## WHAT YOU WILL DO
Write the records out again, precisely as they stand.

## ENTRIES SUPPLIED
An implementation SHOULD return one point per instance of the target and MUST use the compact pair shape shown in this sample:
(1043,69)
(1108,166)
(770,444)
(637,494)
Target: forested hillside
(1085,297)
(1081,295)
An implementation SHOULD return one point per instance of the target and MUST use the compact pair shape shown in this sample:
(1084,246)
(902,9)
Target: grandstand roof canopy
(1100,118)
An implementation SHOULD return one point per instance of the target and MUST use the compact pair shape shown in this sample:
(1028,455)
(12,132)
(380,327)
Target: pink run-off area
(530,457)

## SOLUTION TO THE PROBLEM
An implementation SHOULD return one point per instance of the target and MUST use the compact pair shape shown in this sample:
(1043,69)
(1108,166)
(770,444)
(637,494)
Target: forested hillside
(1085,297)
(1081,295)
An implementation SHOULD return one point per instance of the target and MUST use the compact pair shape shown in this sample:
(1084,246)
(902,9)
Target: grandstand roof canopy
(1100,118)
An implementation SHOULD return one point per instance of the target and MUST use the compact pair shape shown in this sample:
(1028,455)
(12,132)
(380,327)
Target: pink run-off area
(530,457)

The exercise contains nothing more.